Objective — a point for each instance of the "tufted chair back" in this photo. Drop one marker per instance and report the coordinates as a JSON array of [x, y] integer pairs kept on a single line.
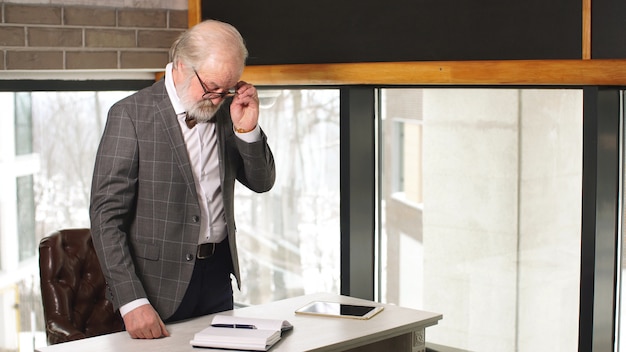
[[73, 288]]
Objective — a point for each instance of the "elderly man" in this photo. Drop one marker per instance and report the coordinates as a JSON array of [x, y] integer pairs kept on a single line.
[[162, 216]]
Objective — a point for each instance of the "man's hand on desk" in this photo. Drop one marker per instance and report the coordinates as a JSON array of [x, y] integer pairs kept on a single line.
[[144, 322]]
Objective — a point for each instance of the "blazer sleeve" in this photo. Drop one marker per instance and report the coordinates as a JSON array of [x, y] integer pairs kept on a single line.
[[258, 171], [113, 198]]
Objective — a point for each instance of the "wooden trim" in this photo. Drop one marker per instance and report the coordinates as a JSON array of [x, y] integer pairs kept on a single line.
[[586, 29], [194, 12], [509, 72]]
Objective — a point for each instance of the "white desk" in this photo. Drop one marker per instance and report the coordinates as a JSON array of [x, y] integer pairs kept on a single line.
[[393, 329]]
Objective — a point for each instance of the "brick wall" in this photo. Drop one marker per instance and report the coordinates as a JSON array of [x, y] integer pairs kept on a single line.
[[77, 37]]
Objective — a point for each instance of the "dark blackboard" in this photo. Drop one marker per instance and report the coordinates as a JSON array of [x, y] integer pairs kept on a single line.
[[326, 31], [608, 32]]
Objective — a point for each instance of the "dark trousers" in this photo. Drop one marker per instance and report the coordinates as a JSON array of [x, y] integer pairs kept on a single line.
[[210, 289]]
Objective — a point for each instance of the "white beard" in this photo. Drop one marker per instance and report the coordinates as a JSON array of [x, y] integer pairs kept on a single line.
[[203, 110]]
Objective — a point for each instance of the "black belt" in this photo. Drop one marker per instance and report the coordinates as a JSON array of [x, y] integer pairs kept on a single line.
[[206, 250]]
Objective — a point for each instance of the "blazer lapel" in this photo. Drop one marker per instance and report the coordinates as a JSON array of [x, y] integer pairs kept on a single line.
[[165, 112]]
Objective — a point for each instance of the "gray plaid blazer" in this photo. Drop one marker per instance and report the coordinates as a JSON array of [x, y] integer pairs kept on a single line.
[[145, 216]]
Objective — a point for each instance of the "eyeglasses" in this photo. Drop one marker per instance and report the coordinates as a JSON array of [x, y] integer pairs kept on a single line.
[[214, 95]]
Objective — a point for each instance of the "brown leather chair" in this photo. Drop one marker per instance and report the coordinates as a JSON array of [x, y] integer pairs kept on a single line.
[[73, 288]]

**What to do**
The records above must be printed exactly; the pictures stay out.

**Answer to the exercise**
Objective — a point for each instance of the "tufted chair back" in this photo. Drop one marker per instance and report the coordinates as a JSON array of [x, y] integer pairs kept on a single line.
[[73, 288]]
Objective — a point for each instance of the "elderly man" in this photo. Drop one marker per instance and report the coordinates as a JSON array of [x, y] integer pairs kept on a single line.
[[162, 216]]
Objective — a point for each instance of the "man's hand on desk" in this photo. Drop one marker per instance and report the coordinates as a JSON array of [x, y] integer pairs kept on a single line.
[[144, 322]]
Objective — a point for each instance of the "blazer sleeve" in this photo. Drop one marker per instance and report the coordinates as a JSON array of [x, y] integer pairs kept on a single line.
[[258, 171], [113, 198]]
Objective — a point for each instance of the "wooden trim" in this photo. Drop one marker per instance and report the coordinates as a JSON array of [x, y] integer pairs kept on a single line.
[[586, 29], [194, 12], [509, 72]]
Objective — a point for each instance of the "white desk" in this photo. Drop one marker per instance and report the coordinates as a JSON array of [x, y] integer pairs kept on a single line.
[[393, 329]]
Objective — a point for each instance of the "brick wall" in this photo. Drop one marker per instance and report the coordinates as a JSON array of [x, y] integer pairs kept on a single line.
[[77, 37]]
Objective — a point for each instance of the "dark blackboard" in this photo. Drop one marker per instance and report the coordinates as a JSON array of [x, y] integer pairs kept on a single line.
[[326, 31], [608, 32]]
Objective — a point for each instance of the "dark trousers" in this photo. Drop one marker per instance and report the coordinates as a JSON array of [x, y] integer pairs kept on a single line.
[[210, 289]]
Objective — a point for each instance of the "white beard" in this photo. Drop one marker per instance and report the coordinates as a JSON array of [x, y] integer pairs kept on a single line.
[[203, 110]]
Objective — a point for each instance of the "black belt" in this photo. Drop one marker per instance and report the coordinates as a JSON array of [x, y] integer pairs kept on a single line.
[[206, 250]]
Objective — a point for each instance of the "blazer lapel" in this photo. Drop one marker per instance and report the coordinates as a JSON array of [x, y] integer pairs kept on a single line.
[[165, 112]]
Objective — a point for each instance of the "gray plaid blazer" in this photo. Drop one marker per instance and report the coordinates as a JSON array of [x, y] integer pairs kept on a single line.
[[145, 216]]
Objective — a point for each instance of the "eyeglasses" in this photo. Drop one marker per instance and report the coordinates as a JSON array of [x, y] integer pairs kept on a single line.
[[214, 95]]
Objective — a point for each instance of the "brown leather chair" in this photo. Drop one marker per instance and report the coordinates as a JSON array of [x, y] integer pairs kept on a single line.
[[73, 288]]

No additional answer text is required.